Write out every entry exactly as it appears, omitting the pictures.

Start of Block

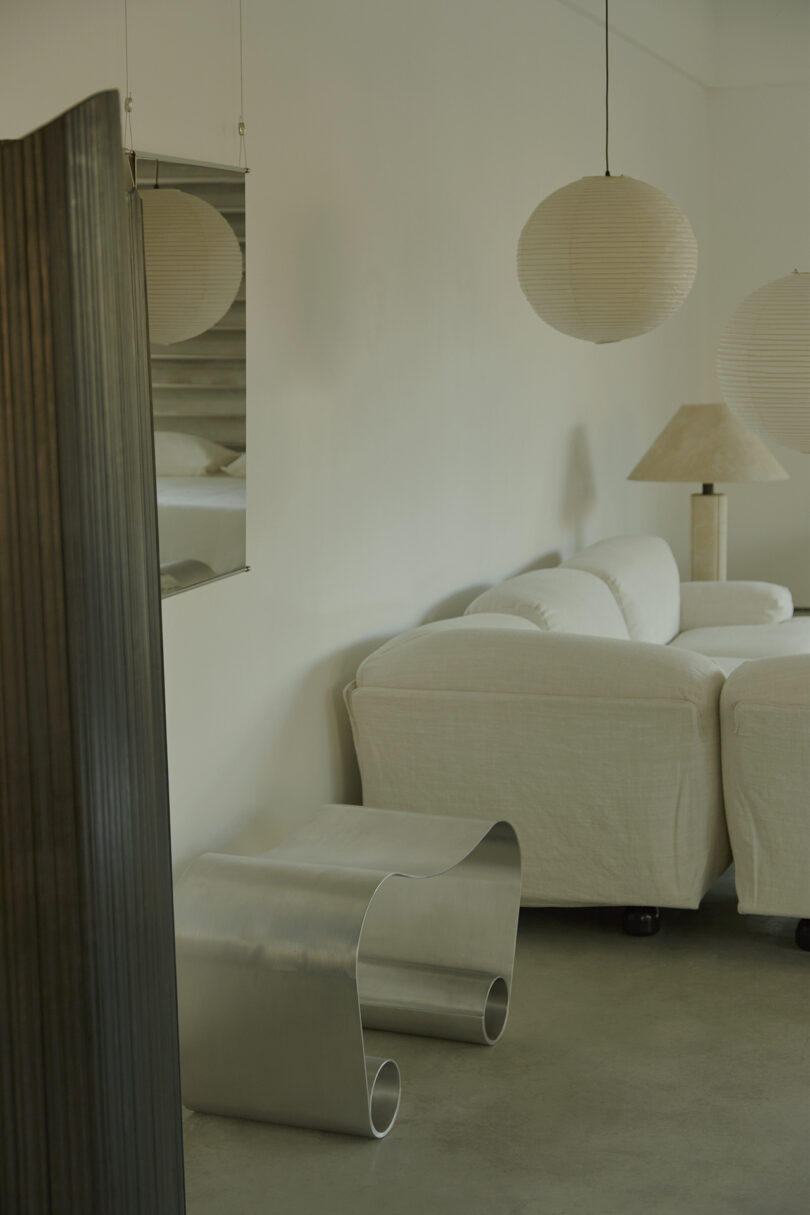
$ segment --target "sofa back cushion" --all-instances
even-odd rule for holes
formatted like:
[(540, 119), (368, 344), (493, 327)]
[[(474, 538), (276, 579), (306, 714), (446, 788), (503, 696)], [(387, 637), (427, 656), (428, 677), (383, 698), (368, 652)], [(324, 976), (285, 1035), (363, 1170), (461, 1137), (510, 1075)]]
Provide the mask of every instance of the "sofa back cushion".
[(633, 641), (666, 645), (680, 629), (680, 574), (672, 550), (660, 536), (615, 536), (600, 540), (563, 562), (607, 584)]
[(465, 615), (479, 612), (522, 616), (550, 633), (582, 633), (625, 641), (630, 636), (605, 583), (582, 570), (560, 568), (518, 574), (484, 591)]

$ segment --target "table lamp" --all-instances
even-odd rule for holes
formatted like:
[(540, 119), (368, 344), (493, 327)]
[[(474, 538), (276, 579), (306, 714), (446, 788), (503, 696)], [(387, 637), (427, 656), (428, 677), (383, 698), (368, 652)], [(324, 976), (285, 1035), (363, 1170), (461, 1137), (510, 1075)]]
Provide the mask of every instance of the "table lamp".
[(693, 582), (725, 581), (727, 503), (715, 481), (784, 481), (782, 465), (723, 402), (682, 405), (628, 481), (699, 481), (692, 494)]

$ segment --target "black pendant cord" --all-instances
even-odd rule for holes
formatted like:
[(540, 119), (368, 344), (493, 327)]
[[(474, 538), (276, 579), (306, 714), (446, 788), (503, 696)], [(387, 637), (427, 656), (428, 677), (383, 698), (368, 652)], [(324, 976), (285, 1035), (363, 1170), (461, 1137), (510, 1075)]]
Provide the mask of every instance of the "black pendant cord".
[(610, 123), (608, 117), (608, 89), (610, 86), (610, 61), (608, 59), (608, 0), (605, 0), (605, 177), (610, 177), (608, 161), (608, 133)]

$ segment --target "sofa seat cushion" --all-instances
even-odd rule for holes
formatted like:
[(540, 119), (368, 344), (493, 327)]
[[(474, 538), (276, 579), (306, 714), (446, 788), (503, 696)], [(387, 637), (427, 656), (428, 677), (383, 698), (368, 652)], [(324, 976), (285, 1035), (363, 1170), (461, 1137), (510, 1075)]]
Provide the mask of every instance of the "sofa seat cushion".
[(465, 616), (506, 612), (521, 616), (549, 633), (579, 633), (587, 637), (630, 634), (619, 605), (601, 578), (582, 570), (530, 570), (484, 591)]
[(783, 624), (729, 624), (687, 629), (670, 643), (709, 658), (733, 654), (736, 658), (781, 658), (810, 654), (810, 616)]
[(633, 641), (666, 645), (678, 633), (681, 577), (672, 550), (660, 536), (600, 540), (563, 562), (563, 568), (585, 570), (607, 584)]

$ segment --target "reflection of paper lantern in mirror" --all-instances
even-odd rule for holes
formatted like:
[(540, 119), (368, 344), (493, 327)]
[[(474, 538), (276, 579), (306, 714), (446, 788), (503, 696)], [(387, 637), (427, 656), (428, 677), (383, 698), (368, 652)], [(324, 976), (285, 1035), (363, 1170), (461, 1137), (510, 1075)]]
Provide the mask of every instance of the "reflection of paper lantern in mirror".
[(677, 312), (697, 273), (689, 220), (633, 177), (582, 177), (549, 194), (518, 243), (518, 278), (538, 316), (589, 342), (647, 333)]
[(794, 270), (740, 304), (717, 352), (729, 408), (752, 430), (810, 452), (810, 273)]
[(168, 346), (210, 329), (242, 281), (242, 251), (228, 221), (183, 190), (144, 190), (149, 336)]

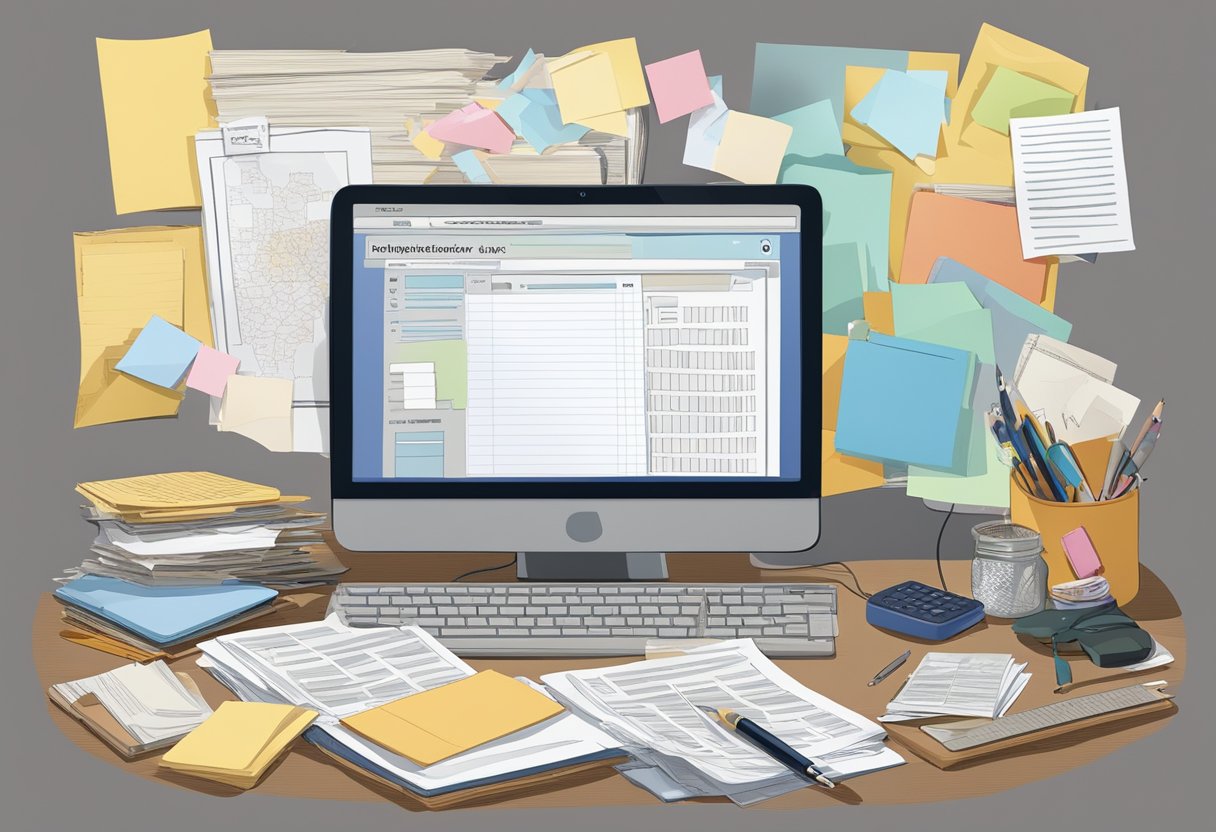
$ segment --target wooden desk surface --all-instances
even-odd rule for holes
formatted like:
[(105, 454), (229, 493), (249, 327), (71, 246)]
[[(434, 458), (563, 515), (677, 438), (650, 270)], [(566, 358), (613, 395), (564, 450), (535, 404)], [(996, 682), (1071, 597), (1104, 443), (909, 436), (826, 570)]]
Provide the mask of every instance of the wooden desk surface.
[[(504, 562), (502, 554), (420, 554), (373, 555), (339, 551), (339, 557), (350, 567), (345, 578), (350, 581), (412, 581), (442, 582), (469, 569)], [(839, 577), (849, 580), (838, 566), (805, 570), (767, 571), (752, 568), (744, 555), (673, 555), (668, 560), (673, 581), (792, 581), (816, 582)], [(859, 561), (851, 564), (868, 592), (875, 592), (901, 580), (916, 579), (928, 584), (937, 582), (932, 559), (910, 561)], [(946, 579), (951, 588), (966, 592), (970, 586), (968, 561), (947, 561)], [(1103, 671), (1085, 659), (1072, 659), (1075, 684), (1070, 693), (1095, 693), (1137, 681), (1166, 679), (1171, 686), (1182, 681), (1186, 669), (1186, 636), (1177, 603), (1169, 590), (1148, 569), (1141, 567), (1140, 595), (1128, 606), (1127, 612), (1174, 654), (1169, 667), (1138, 674), (1115, 674)], [(513, 580), (511, 570), (478, 576), (479, 580)], [(324, 615), (326, 589), (304, 590), (316, 596), (310, 603), (293, 611), (290, 616), (265, 618), (255, 626), (287, 624), (319, 619)], [(1034, 673), (1026, 691), (1014, 706), (1024, 710), (1051, 701), (1055, 677), (1051, 652), (1038, 644), (1025, 644), (1009, 629), (1009, 622), (988, 621), (956, 636), (948, 642), (930, 644), (903, 639), (877, 630), (865, 622), (862, 600), (844, 589), (839, 591), (840, 635), (836, 640), (837, 655), (832, 659), (781, 660), (778, 664), (791, 676), (814, 690), (835, 699), (871, 718), (883, 713), (887, 701), (906, 675), (901, 670), (875, 687), (866, 687), (874, 673), (893, 657), (911, 648), (906, 665), (911, 671), (921, 657), (932, 650), (1012, 653), (1020, 661), (1028, 661)], [(79, 679), (101, 673), (123, 664), (122, 659), (108, 656), (87, 647), (69, 643), (59, 637), (61, 629), (59, 604), (47, 593), (42, 596), (33, 625), (34, 659), (42, 686)], [(525, 675), (533, 679), (542, 674), (572, 668), (619, 664), (626, 659), (473, 659), (477, 669), (496, 668), (510, 675)], [(180, 659), (173, 668), (186, 671), (198, 682), (212, 706), (232, 694), (206, 672), (195, 665), (193, 657)], [(47, 710), (59, 729), (84, 751), (152, 780), (211, 794), (231, 794), (223, 787), (213, 787), (203, 781), (174, 778), (157, 770), (157, 757), (124, 762), (83, 726), (63, 713), (48, 700)], [(762, 804), (773, 809), (796, 809), (813, 806), (846, 804), (899, 804), (957, 800), (990, 794), (1052, 777), (1069, 769), (1110, 754), (1125, 745), (1155, 732), (1168, 716), (1153, 721), (1115, 726), (1114, 730), (1096, 731), (1095, 735), (1080, 735), (1066, 748), (1040, 753), (1023, 753), (1016, 757), (994, 760), (967, 769), (940, 771), (897, 744), (896, 750), (907, 759), (907, 765), (851, 780), (834, 791), (807, 788)], [(297, 743), (281, 764), (254, 789), (256, 793), (288, 797), (308, 797), (333, 800), (390, 800), (403, 808), (417, 810), (411, 803), (386, 790), (355, 779), (328, 762), (307, 743)], [(649, 793), (630, 785), (612, 769), (602, 769), (574, 781), (562, 781), (560, 786), (541, 793), (501, 800), (490, 804), (496, 808), (539, 808), (577, 806), (661, 805)]]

End of Block

▸ **Result below**:
$ segment --target "sofa back cushion" --all-instances
even-odd rule for holes
formatted like:
[(540, 119), (368, 344), (493, 327)]
[[(474, 538), (276, 579), (306, 714), (446, 788), (503, 696)], [(387, 637), (427, 656), (428, 677), (383, 698), (368, 652)], [(324, 976), (285, 1035), (363, 1170), (461, 1137), (510, 1075)]]
Provide the mask of every instance of the "sofa back cushion".
[(633, 641), (666, 645), (680, 629), (680, 574), (672, 550), (660, 536), (615, 536), (600, 540), (563, 562), (607, 584)]
[(465, 615), (479, 612), (522, 616), (550, 633), (582, 633), (625, 641), (630, 636), (605, 583), (582, 570), (560, 568), (518, 574), (484, 591)]

$ segment --target "table lamp" --all-instances
even-odd rule for holes
formatted like:
[(540, 119), (368, 344), (493, 327)]
[[(474, 538), (276, 579), (306, 714), (446, 788), (503, 696)], [(387, 637), (427, 656), (428, 677), (383, 698), (368, 652)], [(324, 976), (285, 1035), (363, 1170), (461, 1137), (510, 1075)]]
Provide the mask of every instance of the "table lamp".
[(693, 582), (725, 581), (727, 503), (715, 481), (784, 481), (782, 465), (723, 402), (682, 405), (628, 481), (699, 481), (692, 494)]

$ segment --target "black pendant cord" --all-instances
even-odd rule for holes
formatted like:
[(540, 119), (368, 344), (493, 327)]
[[(474, 538), (276, 579), (306, 714), (446, 788), (503, 696)], [(387, 637), (427, 656), (428, 677), (383, 698), (368, 652)], [(324, 976), (285, 1035), (363, 1170), (461, 1137), (510, 1075)]]
Provide the mask of every instance of the "black pendant cord".
[(610, 123), (608, 117), (608, 89), (610, 86), (610, 61), (608, 59), (608, 0), (605, 0), (605, 177), (610, 177), (608, 161), (608, 133)]

$ segment --target "sofa seat cushion" --all-instances
even-odd rule for holes
formatted like:
[(540, 119), (368, 344), (493, 327)]
[[(474, 538), (276, 579), (306, 714), (446, 788), (503, 696)], [(387, 637), (427, 656), (428, 677), (383, 698), (368, 652)], [(324, 976), (285, 1035), (363, 1170), (461, 1137), (510, 1075)]]
Provide the mask of every instance of the "sofa seat cushion".
[(465, 616), (506, 612), (521, 616), (549, 633), (579, 633), (587, 637), (630, 634), (619, 605), (601, 578), (582, 570), (530, 570), (484, 591)]
[(783, 624), (729, 624), (687, 629), (670, 643), (709, 658), (733, 654), (736, 658), (781, 658), (810, 654), (810, 616)]
[(633, 641), (666, 645), (678, 633), (681, 577), (672, 550), (660, 536), (600, 540), (563, 562), (563, 568), (585, 570), (607, 584)]

$ segment --target "reflection of paper lantern in mirror" --all-instances
even-odd rule for holes
formatted like:
[(540, 119), (368, 344), (493, 327)]
[[(474, 538), (276, 579), (306, 714), (446, 788), (503, 696)], [(387, 637), (427, 656), (428, 677), (383, 698), (368, 652)], [(324, 976), (285, 1035), (363, 1170), (461, 1137), (510, 1075)]]
Provide the mask of every instance of the "reflection of paper lantern in mirror".
[(677, 312), (697, 273), (689, 220), (633, 177), (582, 177), (549, 194), (518, 243), (518, 278), (538, 316), (589, 342), (647, 333)]
[(794, 270), (740, 304), (717, 352), (729, 408), (752, 430), (810, 452), (810, 273)]
[(168, 346), (210, 329), (242, 281), (242, 251), (228, 221), (183, 190), (144, 190), (149, 336)]

$ segment --target wooden desk surface --all-instances
even-odd rule for holes
formatted like:
[(105, 454), (229, 493), (249, 327), (71, 246)]
[[(434, 458), (563, 515), (677, 438), (650, 270)], [(566, 358), (613, 395), (564, 450), (535, 404)], [(996, 682), (1071, 597), (1104, 443), (909, 436), (826, 570)]]
Provide the mask of every instance of the wooden desk surface.
[[(504, 562), (502, 554), (420, 554), (373, 555), (339, 551), (339, 557), (350, 567), (345, 578), (350, 581), (412, 581), (442, 582), (469, 569)], [(839, 577), (849, 580), (838, 566), (805, 570), (767, 571), (752, 568), (744, 555), (673, 555), (668, 560), (673, 581), (792, 581), (816, 582)], [(859, 561), (851, 564), (868, 592), (875, 592), (901, 580), (916, 579), (928, 584), (937, 582), (932, 559), (910, 561)], [(946, 579), (951, 588), (966, 592), (970, 586), (968, 561), (947, 561)], [(1103, 671), (1085, 659), (1072, 659), (1075, 684), (1070, 693), (1095, 693), (1137, 681), (1166, 679), (1171, 686), (1182, 681), (1186, 669), (1186, 636), (1177, 603), (1169, 590), (1148, 569), (1141, 567), (1140, 595), (1128, 606), (1127, 612), (1174, 654), (1169, 667), (1138, 674), (1115, 674)], [(513, 580), (511, 570), (478, 576), (479, 580)], [(324, 615), (326, 589), (304, 590), (316, 596), (310, 603), (293, 611), (290, 616), (265, 618), (255, 626), (287, 624), (319, 619)], [(1034, 673), (1026, 691), (1014, 706), (1024, 710), (1051, 701), (1055, 677), (1051, 652), (1038, 644), (1025, 644), (1009, 629), (1009, 622), (988, 621), (956, 636), (948, 642), (930, 644), (903, 639), (877, 630), (865, 622), (862, 600), (844, 589), (839, 591), (840, 635), (836, 640), (837, 655), (832, 659), (781, 660), (778, 664), (791, 676), (814, 690), (835, 699), (871, 718), (883, 713), (887, 701), (906, 675), (901, 670), (875, 687), (866, 687), (874, 673), (893, 657), (911, 648), (906, 665), (911, 671), (921, 657), (932, 650), (1012, 653), (1020, 661), (1028, 661)], [(79, 679), (101, 673), (123, 664), (122, 659), (108, 656), (87, 647), (69, 643), (59, 637), (61, 629), (59, 604), (47, 593), (42, 596), (33, 625), (34, 659), (42, 686)], [(525, 675), (533, 679), (542, 674), (572, 668), (619, 664), (626, 659), (473, 659), (477, 669), (496, 668), (510, 675)], [(180, 659), (173, 668), (186, 671), (198, 682), (212, 706), (232, 694), (206, 672), (195, 665), (193, 657)], [(47, 710), (59, 729), (84, 751), (152, 780), (211, 794), (231, 794), (223, 787), (213, 787), (203, 781), (174, 778), (157, 770), (157, 757), (124, 762), (83, 726), (63, 713), (48, 700)], [(762, 804), (773, 809), (796, 809), (813, 806), (846, 804), (899, 804), (957, 800), (990, 794), (1052, 777), (1069, 769), (1110, 754), (1125, 745), (1155, 732), (1168, 716), (1153, 721), (1115, 726), (1114, 730), (1096, 731), (1095, 735), (1080, 735), (1066, 748), (1040, 753), (1023, 753), (1016, 757), (994, 760), (967, 769), (940, 771), (897, 744), (896, 750), (907, 759), (907, 765), (851, 780), (834, 791), (807, 788)], [(297, 743), (281, 764), (254, 789), (256, 793), (288, 797), (308, 797), (333, 800), (390, 800), (403, 808), (417, 810), (411, 803), (386, 790), (355, 779), (328, 762), (307, 743)], [(649, 793), (630, 785), (612, 769), (602, 769), (574, 781), (562, 781), (560, 786), (541, 793), (501, 800), (490, 804), (496, 808), (539, 808), (577, 806), (661, 805)]]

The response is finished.